(Requests)
**1)** Summarize the article on diversity efforts at the University of Tennessee at Knoxville in two sentences.
**2)** Answer these questions from the article on diversity efforts at the University of Tennessee at Knoxville:
(a) What is Tyvi Small's title at UT?
(b) What has each academic college added?
(c) Who is the university's chancellor?
**3)** Quote the article on diversity efforts at the University of Tennessee at Knoxville between "University of Tennessee athletes" and "at the university.", inclusive.

(Selected text)

[start]

University of Tennessee athletes and students rally against racial injustice on Saturday, Aug. 29, 2020.
Knoxville News Sentinel
In an effort to recruit and retain diverse faculty, staff and students, the University of Tennessee at Knoxville is taking a concerted, personalized approach for each college at the university.
The goal? Not just increasing the number of students and staff of color, but to truly transform the university so everyone is welcomed and comfortable.
“It’s really about creating environments and spaces where people can be their authentic self, whether they’re first-generation students, or students of color, or underrepresented background, a LGBTQ-plus student, whatever that might be,” said Tyvi Small, UT’s vice chancellor for diversity and engagement. “We just want to make sure that folks felt like they matter and belong and have a place here in their state’s flagship, land-grant institution.”
Each academic college has added a diversity officer and will create a diversity plan for each college, to address what students, faculty and staff need. While the UT System has started establishing goals for the entire university system, plans for each college will be designed around what those students and faculty need to thrive at UT, said Chancellor Donde Plowman.
“We’re engaging with the community in Knoxville, the community around the state and being willing and committed to setting some very specific goals about movement and progress,” Plowman said.

[end]

(Data listing)

[start]

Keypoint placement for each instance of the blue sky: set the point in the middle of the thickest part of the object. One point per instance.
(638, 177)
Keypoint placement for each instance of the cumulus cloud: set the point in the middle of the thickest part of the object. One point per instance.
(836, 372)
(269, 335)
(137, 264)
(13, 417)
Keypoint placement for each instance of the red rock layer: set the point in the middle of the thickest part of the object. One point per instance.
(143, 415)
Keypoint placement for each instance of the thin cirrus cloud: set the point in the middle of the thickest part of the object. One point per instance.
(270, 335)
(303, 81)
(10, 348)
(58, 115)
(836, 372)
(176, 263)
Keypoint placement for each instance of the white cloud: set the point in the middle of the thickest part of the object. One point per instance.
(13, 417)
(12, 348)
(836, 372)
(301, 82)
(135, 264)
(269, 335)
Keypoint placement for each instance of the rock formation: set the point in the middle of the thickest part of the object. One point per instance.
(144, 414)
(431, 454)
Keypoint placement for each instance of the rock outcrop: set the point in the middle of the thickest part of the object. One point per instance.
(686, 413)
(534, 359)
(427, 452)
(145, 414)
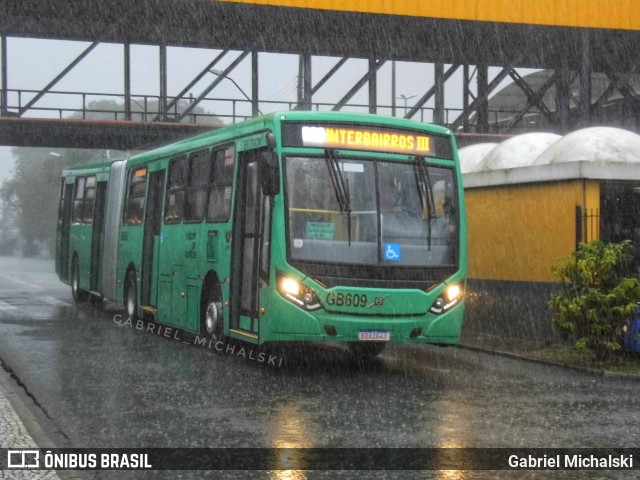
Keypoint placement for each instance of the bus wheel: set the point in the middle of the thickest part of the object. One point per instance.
(211, 322)
(78, 294)
(131, 296)
(367, 350)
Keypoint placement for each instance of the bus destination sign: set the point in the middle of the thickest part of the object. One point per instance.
(353, 137)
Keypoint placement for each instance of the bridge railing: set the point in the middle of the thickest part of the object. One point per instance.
(210, 111)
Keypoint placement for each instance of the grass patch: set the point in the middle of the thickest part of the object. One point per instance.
(620, 362)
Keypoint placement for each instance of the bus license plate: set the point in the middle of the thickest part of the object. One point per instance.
(374, 336)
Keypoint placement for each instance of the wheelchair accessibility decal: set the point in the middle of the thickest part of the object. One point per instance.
(392, 252)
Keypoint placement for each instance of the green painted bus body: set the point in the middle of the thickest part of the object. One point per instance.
(189, 256)
(79, 246)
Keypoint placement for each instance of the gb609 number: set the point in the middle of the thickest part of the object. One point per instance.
(346, 300)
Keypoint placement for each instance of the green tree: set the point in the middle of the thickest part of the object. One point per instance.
(597, 297)
(107, 109)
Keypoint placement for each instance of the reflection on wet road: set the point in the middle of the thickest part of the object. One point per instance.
(105, 383)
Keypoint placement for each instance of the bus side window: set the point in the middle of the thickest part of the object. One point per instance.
(89, 198)
(78, 200)
(219, 206)
(135, 200)
(174, 204)
(199, 180)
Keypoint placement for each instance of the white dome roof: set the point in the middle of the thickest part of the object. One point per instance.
(471, 156)
(601, 144)
(518, 151)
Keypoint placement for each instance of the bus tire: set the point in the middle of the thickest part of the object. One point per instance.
(211, 313)
(131, 295)
(366, 350)
(77, 293)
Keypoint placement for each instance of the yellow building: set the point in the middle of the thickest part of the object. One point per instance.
(529, 202)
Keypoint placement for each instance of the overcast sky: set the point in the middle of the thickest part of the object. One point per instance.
(33, 63)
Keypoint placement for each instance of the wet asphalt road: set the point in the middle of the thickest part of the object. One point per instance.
(98, 382)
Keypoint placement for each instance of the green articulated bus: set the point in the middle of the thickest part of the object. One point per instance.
(296, 226)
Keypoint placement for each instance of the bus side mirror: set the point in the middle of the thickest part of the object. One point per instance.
(269, 173)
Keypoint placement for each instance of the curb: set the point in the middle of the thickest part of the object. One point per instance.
(18, 400)
(589, 371)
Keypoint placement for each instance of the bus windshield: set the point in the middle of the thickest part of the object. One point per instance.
(399, 213)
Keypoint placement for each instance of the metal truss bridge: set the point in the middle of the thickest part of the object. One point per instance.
(574, 44)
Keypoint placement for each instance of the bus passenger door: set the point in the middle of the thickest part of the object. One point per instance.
(151, 239)
(246, 251)
(97, 238)
(64, 225)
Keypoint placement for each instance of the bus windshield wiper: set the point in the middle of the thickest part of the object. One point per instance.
(422, 172)
(340, 186)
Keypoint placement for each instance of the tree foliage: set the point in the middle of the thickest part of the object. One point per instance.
(598, 298)
(35, 189)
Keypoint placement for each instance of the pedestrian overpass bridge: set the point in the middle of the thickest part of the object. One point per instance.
(571, 38)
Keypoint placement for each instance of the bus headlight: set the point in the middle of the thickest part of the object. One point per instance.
(297, 293)
(448, 299)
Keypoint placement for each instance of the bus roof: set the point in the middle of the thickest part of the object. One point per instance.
(269, 120)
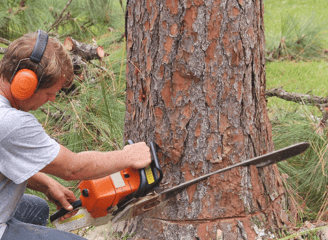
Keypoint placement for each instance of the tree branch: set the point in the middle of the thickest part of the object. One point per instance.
(60, 17)
(3, 50)
(5, 41)
(303, 99)
(296, 97)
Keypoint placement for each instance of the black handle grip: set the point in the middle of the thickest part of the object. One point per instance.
(62, 212)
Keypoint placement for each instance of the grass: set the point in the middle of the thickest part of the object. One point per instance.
(97, 112)
(300, 77)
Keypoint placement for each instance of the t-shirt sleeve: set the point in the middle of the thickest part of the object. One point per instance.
(26, 150)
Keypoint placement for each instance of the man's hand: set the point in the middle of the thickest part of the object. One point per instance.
(138, 154)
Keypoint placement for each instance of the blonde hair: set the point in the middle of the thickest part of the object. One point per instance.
(56, 61)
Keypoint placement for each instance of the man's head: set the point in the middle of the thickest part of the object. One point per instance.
(58, 69)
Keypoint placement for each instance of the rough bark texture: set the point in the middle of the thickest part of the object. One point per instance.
(196, 87)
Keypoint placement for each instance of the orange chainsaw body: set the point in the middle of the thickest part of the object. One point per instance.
(99, 195)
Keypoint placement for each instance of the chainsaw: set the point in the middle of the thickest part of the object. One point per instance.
(130, 192)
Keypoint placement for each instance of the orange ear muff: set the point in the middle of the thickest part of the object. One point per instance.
(24, 84)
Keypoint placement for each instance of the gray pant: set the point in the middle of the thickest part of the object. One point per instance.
(29, 223)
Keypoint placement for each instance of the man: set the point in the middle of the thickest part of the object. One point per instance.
(27, 152)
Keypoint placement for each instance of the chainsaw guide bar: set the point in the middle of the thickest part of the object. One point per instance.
(145, 198)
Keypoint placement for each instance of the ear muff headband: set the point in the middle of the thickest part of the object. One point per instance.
(25, 82)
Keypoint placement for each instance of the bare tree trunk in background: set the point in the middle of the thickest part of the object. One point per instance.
(196, 87)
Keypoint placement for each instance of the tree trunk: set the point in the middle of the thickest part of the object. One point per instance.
(196, 87)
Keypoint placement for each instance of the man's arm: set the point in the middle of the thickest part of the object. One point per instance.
(93, 165)
(54, 191)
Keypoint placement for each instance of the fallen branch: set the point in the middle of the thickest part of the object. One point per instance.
(303, 99)
(296, 97)
(86, 51)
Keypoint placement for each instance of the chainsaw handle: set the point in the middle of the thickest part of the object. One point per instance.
(143, 178)
(62, 212)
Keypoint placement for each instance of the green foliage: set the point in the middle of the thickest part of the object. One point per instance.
(302, 38)
(82, 19)
(296, 30)
(307, 172)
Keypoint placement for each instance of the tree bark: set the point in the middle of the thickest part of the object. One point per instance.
(196, 87)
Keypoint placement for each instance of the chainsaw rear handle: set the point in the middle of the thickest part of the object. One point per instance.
(144, 187)
(62, 212)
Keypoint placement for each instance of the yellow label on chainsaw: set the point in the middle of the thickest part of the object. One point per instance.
(72, 218)
(149, 175)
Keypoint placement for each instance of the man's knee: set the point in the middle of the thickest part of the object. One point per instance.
(32, 209)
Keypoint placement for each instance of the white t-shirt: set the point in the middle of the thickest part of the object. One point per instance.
(25, 149)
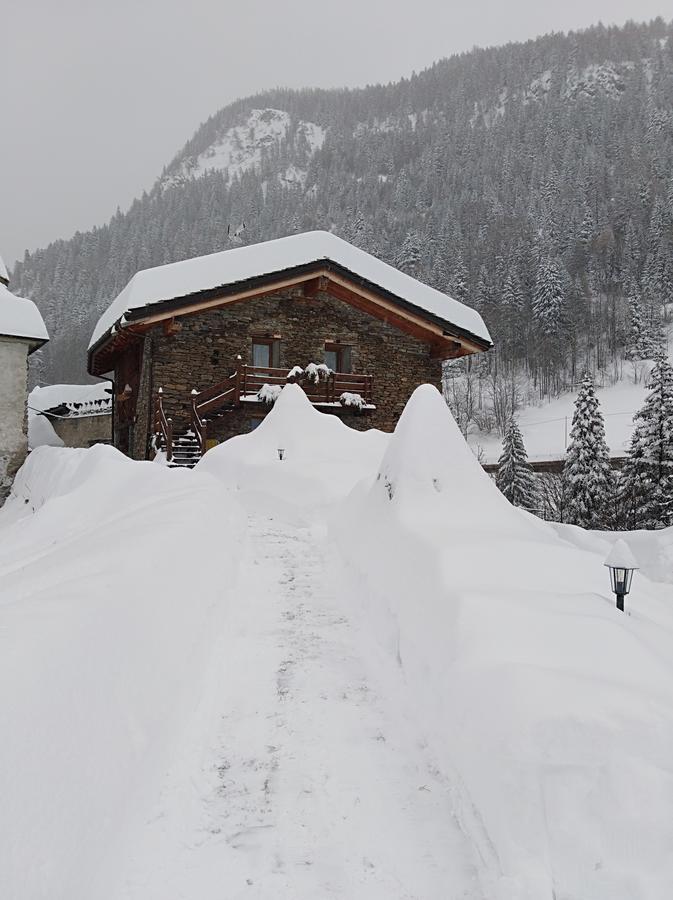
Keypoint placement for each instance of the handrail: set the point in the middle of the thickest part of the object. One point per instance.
(246, 381)
(163, 425)
(199, 425)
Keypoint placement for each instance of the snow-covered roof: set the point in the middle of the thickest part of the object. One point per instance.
(221, 270)
(75, 399)
(20, 318)
(621, 556)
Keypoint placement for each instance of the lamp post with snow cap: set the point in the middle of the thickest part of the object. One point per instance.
(622, 564)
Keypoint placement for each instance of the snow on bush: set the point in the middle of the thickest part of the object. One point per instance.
(269, 393)
(352, 400)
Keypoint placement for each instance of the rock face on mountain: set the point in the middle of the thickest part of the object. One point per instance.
(532, 181)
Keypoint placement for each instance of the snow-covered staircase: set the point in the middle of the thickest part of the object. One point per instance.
(186, 451)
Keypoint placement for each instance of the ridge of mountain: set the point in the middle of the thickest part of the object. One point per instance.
(469, 175)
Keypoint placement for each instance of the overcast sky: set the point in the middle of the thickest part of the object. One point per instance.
(96, 97)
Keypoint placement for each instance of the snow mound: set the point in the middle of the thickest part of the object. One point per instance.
(103, 649)
(41, 432)
(429, 473)
(553, 709)
(322, 457)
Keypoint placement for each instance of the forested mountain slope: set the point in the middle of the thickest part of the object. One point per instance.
(533, 181)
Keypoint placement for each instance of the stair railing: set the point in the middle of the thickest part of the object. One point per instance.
(163, 426)
(199, 425)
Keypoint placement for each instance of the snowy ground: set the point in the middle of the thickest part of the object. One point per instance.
(357, 672)
(546, 427)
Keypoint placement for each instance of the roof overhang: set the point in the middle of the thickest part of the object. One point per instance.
(33, 343)
(447, 340)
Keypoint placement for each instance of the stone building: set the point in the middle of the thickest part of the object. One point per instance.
(198, 350)
(22, 331)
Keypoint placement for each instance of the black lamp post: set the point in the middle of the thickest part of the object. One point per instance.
(622, 564)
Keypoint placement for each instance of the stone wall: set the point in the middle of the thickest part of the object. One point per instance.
(13, 423)
(204, 350)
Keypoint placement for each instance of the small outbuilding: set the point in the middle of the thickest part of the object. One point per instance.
(22, 331)
(70, 415)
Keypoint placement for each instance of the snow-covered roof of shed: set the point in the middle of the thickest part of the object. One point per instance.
(20, 318)
(80, 399)
(220, 270)
(621, 556)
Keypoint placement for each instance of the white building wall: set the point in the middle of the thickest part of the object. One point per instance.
(13, 397)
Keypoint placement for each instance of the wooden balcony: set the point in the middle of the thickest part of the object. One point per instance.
(326, 389)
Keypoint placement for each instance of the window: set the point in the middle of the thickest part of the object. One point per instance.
(266, 352)
(338, 357)
(261, 353)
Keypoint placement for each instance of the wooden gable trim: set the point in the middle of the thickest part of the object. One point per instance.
(444, 343)
(342, 288)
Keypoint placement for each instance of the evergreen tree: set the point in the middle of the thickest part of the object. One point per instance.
(515, 478)
(409, 258)
(647, 479)
(548, 302)
(587, 474)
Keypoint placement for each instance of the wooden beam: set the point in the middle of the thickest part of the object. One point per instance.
(224, 300)
(404, 320)
(171, 327)
(311, 288)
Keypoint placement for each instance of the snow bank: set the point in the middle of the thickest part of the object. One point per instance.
(322, 457)
(552, 710)
(109, 598)
(41, 432)
(653, 550)
(232, 266)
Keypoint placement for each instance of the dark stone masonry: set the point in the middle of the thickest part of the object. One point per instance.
(203, 350)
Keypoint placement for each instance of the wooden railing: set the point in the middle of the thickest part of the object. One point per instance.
(163, 426)
(323, 391)
(247, 381)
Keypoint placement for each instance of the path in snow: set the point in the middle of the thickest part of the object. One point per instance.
(305, 775)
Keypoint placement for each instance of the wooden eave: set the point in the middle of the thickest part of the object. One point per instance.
(33, 343)
(446, 339)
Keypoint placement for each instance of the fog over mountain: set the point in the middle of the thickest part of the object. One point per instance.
(532, 181)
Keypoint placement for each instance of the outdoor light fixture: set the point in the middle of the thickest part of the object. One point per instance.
(622, 564)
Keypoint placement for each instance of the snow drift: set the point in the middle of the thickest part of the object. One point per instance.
(109, 594)
(551, 710)
(382, 681)
(322, 458)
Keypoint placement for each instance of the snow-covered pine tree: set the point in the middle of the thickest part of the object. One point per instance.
(409, 258)
(647, 478)
(515, 478)
(587, 474)
(548, 302)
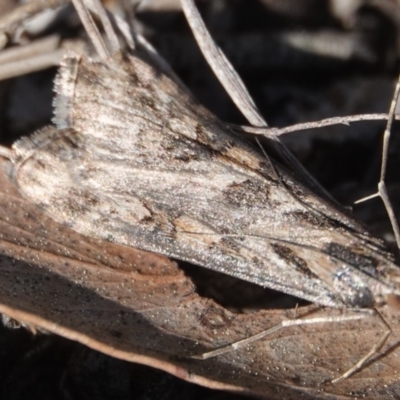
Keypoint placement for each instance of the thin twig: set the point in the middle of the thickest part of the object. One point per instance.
(235, 87)
(222, 68)
(91, 29)
(98, 8)
(382, 190)
(268, 132)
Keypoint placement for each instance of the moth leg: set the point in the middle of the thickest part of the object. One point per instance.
(375, 349)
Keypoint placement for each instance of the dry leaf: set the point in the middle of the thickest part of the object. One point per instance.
(140, 307)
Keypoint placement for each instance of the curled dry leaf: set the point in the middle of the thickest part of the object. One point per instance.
(140, 307)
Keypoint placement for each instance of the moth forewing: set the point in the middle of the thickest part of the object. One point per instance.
(136, 160)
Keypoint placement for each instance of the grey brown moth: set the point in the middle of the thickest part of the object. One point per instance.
(134, 159)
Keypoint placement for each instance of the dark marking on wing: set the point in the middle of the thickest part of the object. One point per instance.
(247, 193)
(365, 263)
(292, 259)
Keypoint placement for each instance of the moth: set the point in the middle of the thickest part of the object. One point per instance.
(133, 158)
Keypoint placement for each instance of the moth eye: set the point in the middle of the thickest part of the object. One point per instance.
(393, 301)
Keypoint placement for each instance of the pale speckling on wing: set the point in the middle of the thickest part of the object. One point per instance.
(136, 160)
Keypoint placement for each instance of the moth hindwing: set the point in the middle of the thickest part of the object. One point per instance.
(134, 159)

[end]

(Answers below)
**1)** The University of Tennessee at Knoxville is taking a personalized approach in each college to recruit and retain diverse faculty, staff and students, aiming to transform the university so everyone is welcomed and comfortable. Each academic college has added a diversity officer and will create its own diversity plan built around what its students, faculty and staff need.

**2)**
(a) Vice chancellor for diversity and engagement.
(b) A diversity officer.
(c) Donde Plowman.

**3)**
University of Tennessee athletes and students rally against racial injustice on Saturday, Aug. 29, 2020.
Knoxville News Sentinel
In an effort to recruit and retain diverse faculty, staff and students, the University of Tennessee at Knoxville is taking a concerted, personalized approach for each college at the university.